## DOCUMENT PASSAGE
-*-
[PATCH v1 4/6] mm:swap: use on-stack-bio for BDI_CAP_SYNC devices

linux-mm.kvack.org archive mirror
 help / color / mirror / Atom feed

From: Minchan Kim <minchan@kernel.org>
To: Andrew Morton <akpm@linux-foundation.org>
Cc: linux-kernel@vger.kernel.org, linux-mm@kvack.org,
	Ross Zwisler <ross.zwisler@linux.intel.com>,
	"karam . lee" <karam.lee@lge.com>,
	seungho1.park@lge.com, Matthew Wilcox <willy@infradead.org>,
	Christoph Hellwig <hch@lst.de>,
	Dan Williams <dan.j.williams@intel.com>,
	Dave Chinner <david@fromorbit.com>,
	jack@suse.cz, Jens Axboe <axboe@kernel.dk>,
	Vishal Verma <vishal.l.verma@intel.com>,
	linux-nvdimm@lists.01.org, kernel-team <kernel-team@lge.com>,
	Minchan Kim <minchan@kernel.org>
Subject: [PATCH v1 4/6] mm:swap: use on-stack-bio for BDI_CAP_SYNC devices
Date: Tue,  8 Aug 2017 15:50:22 +0900	[thread overview]
Message-ID: <1502175024-28338-5-git-send-email-minchan@kernel.org> (raw)
In-Reply-To: <1502175024-28338-1-git-send-email-minchan@kernel.org>

There is no need to use dynamic bio allocation for BDI_CAP_SYNC
devices. They can live with on-stack-bio without concern about
waiting bio allocation from mempool under heavy memory pressure.

It would be much better for swap devices because the bio mempool
for swap IO have been used with fs. It means super-fast swap
IO like zram don't need to depends on slow eMMC read/write
completion.

Signed-off-by: Minchan Kim <minchan@kernel.org>
---
 include/linux/swap.h |   3 +-
 mm/page_io.c         | 123 +++++++++++++++++++++++++++++++++++----------------
 mm/swapfile.c        |   3 ++
 3 files changed, 89 insertions(+), 40 deletions(-)
-*-
## REQUIREMENTS
(1) Answer from the patch message:
(a) Who sent it?
(b) On what date was it sent?
(c) How many files does it change?
(2) According to the patch message, why is an on-stack bio especially better for swap devices like zram?
(3) Pick up the patch message after its last line and continue it.
The material after this has no role in the exercise.

## DATA
-*-
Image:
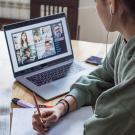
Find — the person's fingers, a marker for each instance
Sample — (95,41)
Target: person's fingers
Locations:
(46,113)
(38,128)
(37,118)
(51,118)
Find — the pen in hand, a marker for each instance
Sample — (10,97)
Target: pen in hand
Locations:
(36,104)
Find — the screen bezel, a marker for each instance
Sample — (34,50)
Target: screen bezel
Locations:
(31,22)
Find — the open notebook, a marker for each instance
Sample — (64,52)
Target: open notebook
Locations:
(72,124)
(5,99)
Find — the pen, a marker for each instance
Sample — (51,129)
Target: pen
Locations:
(35,100)
(25,104)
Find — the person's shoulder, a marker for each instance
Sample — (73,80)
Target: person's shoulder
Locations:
(118,42)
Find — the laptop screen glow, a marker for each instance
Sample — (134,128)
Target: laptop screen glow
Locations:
(38,43)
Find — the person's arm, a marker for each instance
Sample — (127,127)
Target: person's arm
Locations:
(115,108)
(87,89)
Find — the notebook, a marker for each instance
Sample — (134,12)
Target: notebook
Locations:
(72,124)
(41,55)
(5,111)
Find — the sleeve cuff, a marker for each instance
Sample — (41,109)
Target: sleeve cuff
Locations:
(82,97)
-*-
## EXERCISE RESPONSES
(1)
(a) Minchan Kim
(b) Tuesday, 8 August 2017
(c) Three files

(2) The bio mempool for swap IO is shared with the file system. So super-fast swap IO like zram would otherwise depend on slow eMMC read/write completion. With an on-stack bio, BDI_CAP_SYNC devices also avoid waiting for bio allocation from the mempool under heavy memory pressure.

(3)
diff --git a/include/linux/swap.h b/include/linux/swap.h
index ae3da979a7b7..6ed9b6423f7d 100644
--- a/include/linux/swap.h
+++ b/include/linux/swap.h
@@ -152,8 +152,9 @@ enum {
 	SWP_AREA_DISCARD = (1 << 8),	/* single-time swap area discards */
 	SWP_PAGE_DISCARD = (1 << 9),	/* freed swap page-cluster discards */
 	SWP_STABLE_WRITES = (1 << 10),	/* no overwrite PG_writeback pages */
+	SWP_SYNC_IO	= (1<<11),	/* synchronous IO is efficient */
 					/* add others here before... */
-	SWP_SCANNING	= (1 << 11),	/* refcount in scan_swap_map */
+	SWP_SCANNING	= (1 << 12),	/* refcount in scan_swap_map */
 };
 
 #define SWAP_CLUSTER_MAX 32UL
diff --git a/mm/page_io.c b/mm/page_io.c
index 3502a97f7c48..d794fd810773 100644
--- a/mm/page_io.c
+++ b/mm/page_io.c
@@ -44,7 +44,7 @@ static struct bio *get_swap_bio(gfp_t gfp_flags,
 	return bio;
 }
 
-void end_swap_bio_write(struct bio *bio)
+void end_swap_bio_write_simple(struct bio *bio)
 {
 	struct page *page = bio->bi_io_vec[0].bv_page;
 
@@ -66,6 +66,11 @@ void end_swap_bio_write(struct bio *bio)
 		ClearPageReclaim(page);
 	}
 	end_page_writeback(page);
+}
+
+void end_swap_bio_write(struct bio *bio)
+{
+	end_swap_bio_write_simple(bio);
 	bio_put(bio);
 }
 
@@ -117,10 +122,9 @@ static void swap_slot_free_notify(struct page *page)
 	}
 }
 
-static void end_swap_bio_read(struct bio *bio)
+static void end_swap_bio_read_simple(struct bio *bio)
 {
 	struct page *page = bio->bi_io_vec[0].bv_page;
-	struct task_struct *waiter = bio->bi_private;
 
 	if (bio->bi_status) {
 		SetPageError(page);
@@ -136,6 +140,13 @@ static void end_swap_bio_read(struct bio *bio)
 	swap_slot_free_notify(page);
 out:
 	unlock_page(page);
+}
+
+static void end_swap_bio_read(struct bio *bio)
+{
+	struct task_struct *waiter = bio->bi_private;
+
+	end_swap_bio_read_simple(bio);
 	WRITE_ONCE(bio->bi_private, NULL);
 	bio_put(bio);
 	wake_up_process(waiter);
@@ -275,7 +286,6 @@ static inline void count_swpout_vm_event(struct page *page)
 
 int __swap_writepage(struct page *page, struct writeback_control *wbc)
 {
-	struct bio *bio;
 	int ret;
 	struct swap_info_struct *sis = page_swap_info(page);
 
@@ -328,25 +338,43 @@ int __swap_writepage(struct page *page, struct writeback_control *wbc)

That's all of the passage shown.